[PARTS OF THE EXERCISE]
1. Copy out word for word the stretch from "To investors, it" through "their principal investment." in the passage on the World Bank's pandemic bonds.
2. Answer these questions from the passage on the World Bank's pandemic bonds.
(a) What two annual interest rates did the bonds pay?
(b) In what year did the World Bank issue the bonds, and about how much were its two tranches worth?
(c) Who was president of the World Bank when the bonds were announced?

(SOURCE DOCUMENT begins)

It sounds like a great idea--constructing a bond to help the poorest of nations recover in the event of a global pandemic.
To investors, it sounded like a promising investment yielding massive profits--either 6.9% or 11.5% in annual interest payments.
After all, despite regional epidemics occurring every now and then, what’s the real likelihood of a global pandemic ever taking place, right?
Well, in just two years after the World Bank had issued “pandemic bonds” in response to the Ebola outbreak, the Coronavirus Pandemic may trigger payments to certain designated countries.
And if fatalities rise within those designated countries, investors who had previously made outsized profits on bond coupons may now face a massive wipeout of their principal investment.
What is the World Bank’s Pandemic Bond?
In 2017, the World Bank issued two tranches of bonds worth around $425 Million to relieve poor to middle-income countries in the event of a major epidemic or global pandemic.
Here’s what Jim Yong Kim, the World Bank’s then-president said in 2017, announcing the pandemic-linked bonds:
“We are leveraging our capital market expertise, our deep understanding of the health sector, our experience overcoming development challenges, and our strong relationships with donors and the insurance industry to serve the world's poorest people, potentially save millions of lives."

(SOURCE DOCUMENT ends)
(RECORD SET begins)

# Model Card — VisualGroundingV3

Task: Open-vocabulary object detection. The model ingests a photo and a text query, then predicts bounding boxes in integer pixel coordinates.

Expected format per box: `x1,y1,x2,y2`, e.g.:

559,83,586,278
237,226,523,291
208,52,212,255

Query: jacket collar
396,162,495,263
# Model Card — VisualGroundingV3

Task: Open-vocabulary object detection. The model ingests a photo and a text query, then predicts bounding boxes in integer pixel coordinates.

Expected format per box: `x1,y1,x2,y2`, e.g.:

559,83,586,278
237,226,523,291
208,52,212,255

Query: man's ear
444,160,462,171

(RECORD SET ends)
(RECORD SET begins)

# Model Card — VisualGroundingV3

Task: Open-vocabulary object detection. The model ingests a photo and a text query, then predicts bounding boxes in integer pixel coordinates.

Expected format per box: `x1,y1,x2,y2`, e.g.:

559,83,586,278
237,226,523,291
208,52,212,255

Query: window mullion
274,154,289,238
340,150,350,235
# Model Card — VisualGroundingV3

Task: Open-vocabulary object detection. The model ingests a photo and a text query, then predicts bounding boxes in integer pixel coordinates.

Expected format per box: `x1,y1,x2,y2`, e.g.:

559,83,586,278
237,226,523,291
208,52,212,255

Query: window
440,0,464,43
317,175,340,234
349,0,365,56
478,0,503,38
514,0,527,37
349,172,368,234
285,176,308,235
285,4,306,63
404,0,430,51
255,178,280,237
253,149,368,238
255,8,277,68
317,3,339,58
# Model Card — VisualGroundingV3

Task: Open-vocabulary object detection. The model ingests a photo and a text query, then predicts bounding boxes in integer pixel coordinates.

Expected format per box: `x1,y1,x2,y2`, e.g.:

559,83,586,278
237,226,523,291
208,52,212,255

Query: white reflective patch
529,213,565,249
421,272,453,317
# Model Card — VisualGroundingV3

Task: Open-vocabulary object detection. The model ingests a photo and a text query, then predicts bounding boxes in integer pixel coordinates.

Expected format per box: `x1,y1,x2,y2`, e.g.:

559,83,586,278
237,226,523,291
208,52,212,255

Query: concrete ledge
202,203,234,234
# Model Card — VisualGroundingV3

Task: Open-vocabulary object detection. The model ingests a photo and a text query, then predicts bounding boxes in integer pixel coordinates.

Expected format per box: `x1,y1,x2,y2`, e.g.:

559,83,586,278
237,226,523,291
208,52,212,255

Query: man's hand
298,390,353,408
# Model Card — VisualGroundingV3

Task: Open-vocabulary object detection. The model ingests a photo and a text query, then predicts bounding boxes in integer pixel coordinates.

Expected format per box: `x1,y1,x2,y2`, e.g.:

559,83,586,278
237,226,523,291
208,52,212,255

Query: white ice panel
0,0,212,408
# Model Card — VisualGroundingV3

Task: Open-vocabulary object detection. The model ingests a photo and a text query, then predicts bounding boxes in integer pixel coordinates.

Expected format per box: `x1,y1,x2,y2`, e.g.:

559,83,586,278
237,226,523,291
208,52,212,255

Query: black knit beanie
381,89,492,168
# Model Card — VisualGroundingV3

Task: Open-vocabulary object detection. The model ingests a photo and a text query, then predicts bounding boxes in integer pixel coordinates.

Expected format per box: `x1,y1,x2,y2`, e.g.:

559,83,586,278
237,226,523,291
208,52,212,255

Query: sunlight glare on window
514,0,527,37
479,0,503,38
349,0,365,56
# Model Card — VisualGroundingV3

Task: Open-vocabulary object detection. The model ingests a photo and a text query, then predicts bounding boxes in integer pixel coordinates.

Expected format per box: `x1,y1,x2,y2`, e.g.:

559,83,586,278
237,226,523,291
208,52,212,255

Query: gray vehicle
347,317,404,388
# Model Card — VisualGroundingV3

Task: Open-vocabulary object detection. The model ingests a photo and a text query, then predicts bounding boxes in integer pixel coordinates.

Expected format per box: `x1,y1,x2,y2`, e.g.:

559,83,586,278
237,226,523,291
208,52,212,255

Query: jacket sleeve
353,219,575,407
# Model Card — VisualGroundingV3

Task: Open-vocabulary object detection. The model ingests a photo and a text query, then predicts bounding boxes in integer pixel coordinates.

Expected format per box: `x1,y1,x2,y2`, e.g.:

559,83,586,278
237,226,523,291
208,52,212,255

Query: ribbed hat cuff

(RECORD SET ends)
(RECORD SET begins)

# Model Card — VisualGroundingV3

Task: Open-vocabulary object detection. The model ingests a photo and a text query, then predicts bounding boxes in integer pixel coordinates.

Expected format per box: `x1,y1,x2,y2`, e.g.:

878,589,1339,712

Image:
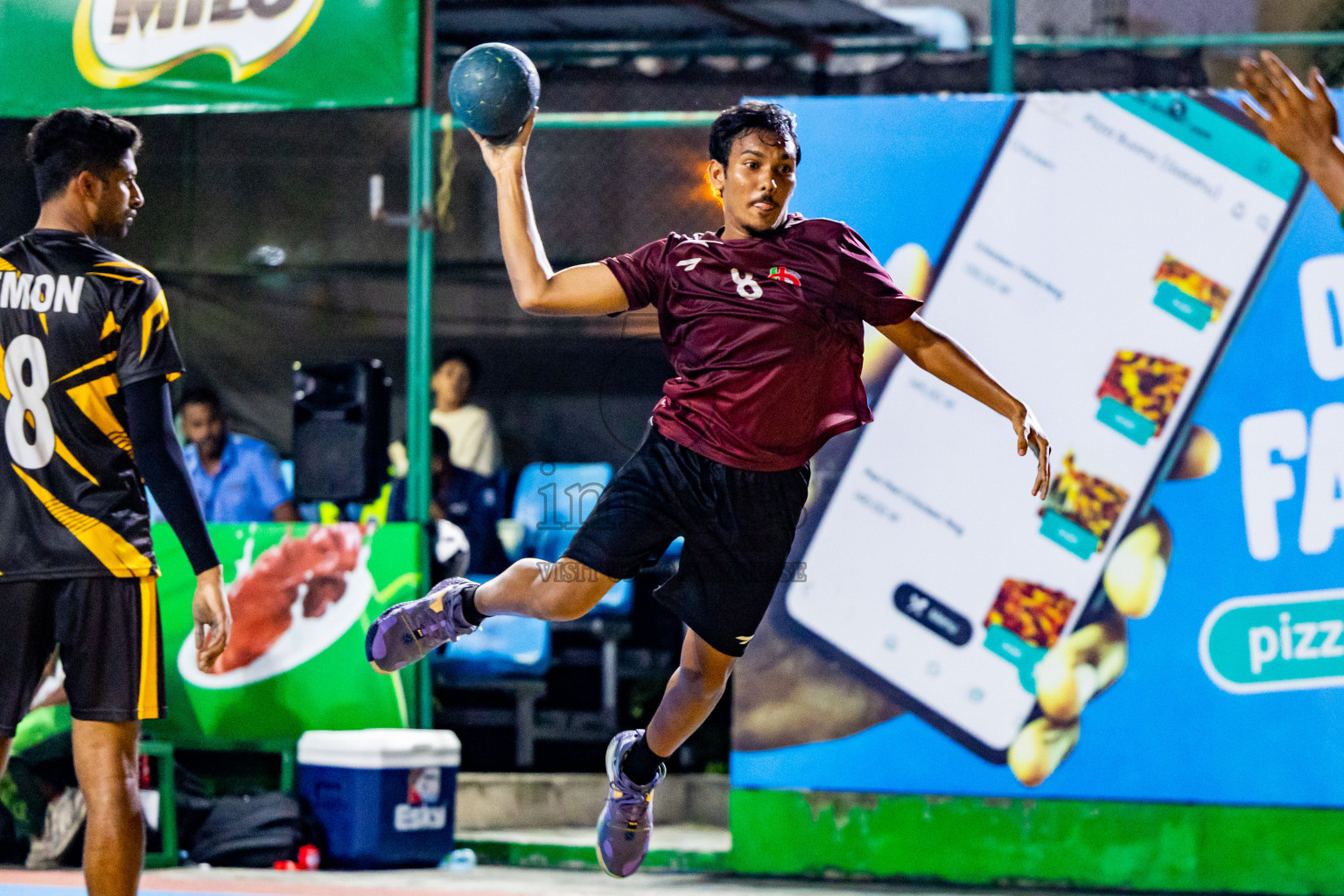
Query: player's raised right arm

(RECORD SET ends)

[OUTPUTS FOR THE TASKS]
1.
To investors, it sounded like a promising investment yielding massive profits--either 6.9% or 11.5% in annual interest payments.
After all, despite regional epidemics occurring every now and then, what’s the real likelihood of a global pandemic ever taking place, right?
Well, in just two years after the World Bank had issued “pandemic bonds” in response to the Ebola outbreak, the Coronavirus Pandemic may trigger payments to certain designated countries.
And if fatalities rise within those designated countries, investors who had previously made outsized profits on bond coupons may now face a massive wipeout of their principal investment.

2.
(a) 6.9% or 11.5%
(b) 2017, around $425 Million
(c) Jim Yong Kim